> **Dataset records**

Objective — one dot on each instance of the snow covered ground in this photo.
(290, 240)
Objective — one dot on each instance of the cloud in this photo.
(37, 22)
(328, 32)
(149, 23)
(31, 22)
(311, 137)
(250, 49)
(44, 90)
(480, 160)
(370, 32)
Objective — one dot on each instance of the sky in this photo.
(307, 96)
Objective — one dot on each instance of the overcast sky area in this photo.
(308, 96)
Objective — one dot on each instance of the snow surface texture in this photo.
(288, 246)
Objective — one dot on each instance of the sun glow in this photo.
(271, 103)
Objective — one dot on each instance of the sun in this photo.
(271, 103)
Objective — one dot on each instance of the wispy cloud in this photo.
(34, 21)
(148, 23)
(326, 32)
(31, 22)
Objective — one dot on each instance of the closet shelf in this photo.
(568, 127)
* * *
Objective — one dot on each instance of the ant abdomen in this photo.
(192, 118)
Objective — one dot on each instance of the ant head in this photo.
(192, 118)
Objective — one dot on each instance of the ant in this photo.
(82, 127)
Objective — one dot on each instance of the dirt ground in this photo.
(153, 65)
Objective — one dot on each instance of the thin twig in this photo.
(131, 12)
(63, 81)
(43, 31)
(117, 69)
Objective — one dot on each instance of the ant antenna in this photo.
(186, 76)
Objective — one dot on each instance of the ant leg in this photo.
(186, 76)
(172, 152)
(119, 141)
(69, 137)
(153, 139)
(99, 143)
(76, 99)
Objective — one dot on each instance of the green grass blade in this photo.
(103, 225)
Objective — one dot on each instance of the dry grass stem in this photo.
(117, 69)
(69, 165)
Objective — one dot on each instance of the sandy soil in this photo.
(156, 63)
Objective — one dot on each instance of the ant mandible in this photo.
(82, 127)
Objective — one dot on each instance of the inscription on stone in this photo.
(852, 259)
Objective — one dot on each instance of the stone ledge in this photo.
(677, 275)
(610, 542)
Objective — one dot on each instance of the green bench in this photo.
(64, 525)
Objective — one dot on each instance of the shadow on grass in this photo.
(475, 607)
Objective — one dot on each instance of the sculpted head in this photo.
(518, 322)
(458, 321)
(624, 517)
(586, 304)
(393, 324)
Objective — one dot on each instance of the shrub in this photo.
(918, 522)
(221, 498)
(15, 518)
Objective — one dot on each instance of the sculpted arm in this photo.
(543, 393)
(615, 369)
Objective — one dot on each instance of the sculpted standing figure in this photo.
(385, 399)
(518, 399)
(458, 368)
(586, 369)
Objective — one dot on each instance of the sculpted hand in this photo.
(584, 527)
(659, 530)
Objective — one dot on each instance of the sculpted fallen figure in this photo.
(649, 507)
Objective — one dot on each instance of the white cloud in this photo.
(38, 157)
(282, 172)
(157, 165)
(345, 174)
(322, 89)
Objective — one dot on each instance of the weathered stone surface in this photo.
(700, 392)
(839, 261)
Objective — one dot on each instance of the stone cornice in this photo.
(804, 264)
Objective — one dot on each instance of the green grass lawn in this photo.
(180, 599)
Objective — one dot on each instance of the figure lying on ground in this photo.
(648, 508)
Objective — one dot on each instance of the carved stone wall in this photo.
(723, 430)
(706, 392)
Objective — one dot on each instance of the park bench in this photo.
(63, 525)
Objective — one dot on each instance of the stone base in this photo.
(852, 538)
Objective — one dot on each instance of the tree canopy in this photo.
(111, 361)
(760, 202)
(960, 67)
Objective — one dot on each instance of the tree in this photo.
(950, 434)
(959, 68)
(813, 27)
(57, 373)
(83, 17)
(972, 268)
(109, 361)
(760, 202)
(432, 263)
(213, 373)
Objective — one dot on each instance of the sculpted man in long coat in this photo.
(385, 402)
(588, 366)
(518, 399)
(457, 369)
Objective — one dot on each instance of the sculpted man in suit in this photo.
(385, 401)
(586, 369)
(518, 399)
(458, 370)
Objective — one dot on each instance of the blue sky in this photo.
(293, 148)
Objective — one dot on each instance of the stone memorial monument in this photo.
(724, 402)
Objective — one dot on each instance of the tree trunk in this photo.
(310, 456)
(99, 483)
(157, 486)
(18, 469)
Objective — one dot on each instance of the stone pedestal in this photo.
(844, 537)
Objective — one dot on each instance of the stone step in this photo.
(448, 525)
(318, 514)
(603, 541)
--
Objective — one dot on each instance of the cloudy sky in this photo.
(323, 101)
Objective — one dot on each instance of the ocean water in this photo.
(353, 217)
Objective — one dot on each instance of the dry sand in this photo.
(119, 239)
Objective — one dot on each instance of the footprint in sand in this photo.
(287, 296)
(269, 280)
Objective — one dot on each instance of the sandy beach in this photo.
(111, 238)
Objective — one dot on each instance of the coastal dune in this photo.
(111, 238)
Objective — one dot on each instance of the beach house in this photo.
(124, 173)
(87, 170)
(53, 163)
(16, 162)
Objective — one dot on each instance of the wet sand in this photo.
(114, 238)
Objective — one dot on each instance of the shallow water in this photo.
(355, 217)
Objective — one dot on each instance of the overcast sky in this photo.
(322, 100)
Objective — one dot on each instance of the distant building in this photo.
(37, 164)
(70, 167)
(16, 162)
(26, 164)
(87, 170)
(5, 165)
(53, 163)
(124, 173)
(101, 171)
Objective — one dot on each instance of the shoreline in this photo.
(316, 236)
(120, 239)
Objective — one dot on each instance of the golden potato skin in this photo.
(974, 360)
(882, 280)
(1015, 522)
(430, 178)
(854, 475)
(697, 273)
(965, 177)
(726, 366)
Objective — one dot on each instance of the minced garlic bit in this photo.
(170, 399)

> **Task**
Pull out every line of the listing above that contains the string "stone", and copy each line in full.

> **Response**
Objective — one dot on each instance of the inscription on stone in this photo.
Objective — one dot on each instance of the stone ledge in this photo.
Objective — one dot on each instance of the weathered stone surface in this photo.
Objective — one dot on each instance of the stone cornice in this photo.
Objective — one dot on each instance of the carved stone wall in this photo.
Objective — one dot on each instance of the stone base in this photo.
Objective — one dot on each instance of the stone memorial monument in this photo.
Objective — one dot on each instance of the stone pedestal in this photo.
Objective — one dot on each instance of the stone step in this photo.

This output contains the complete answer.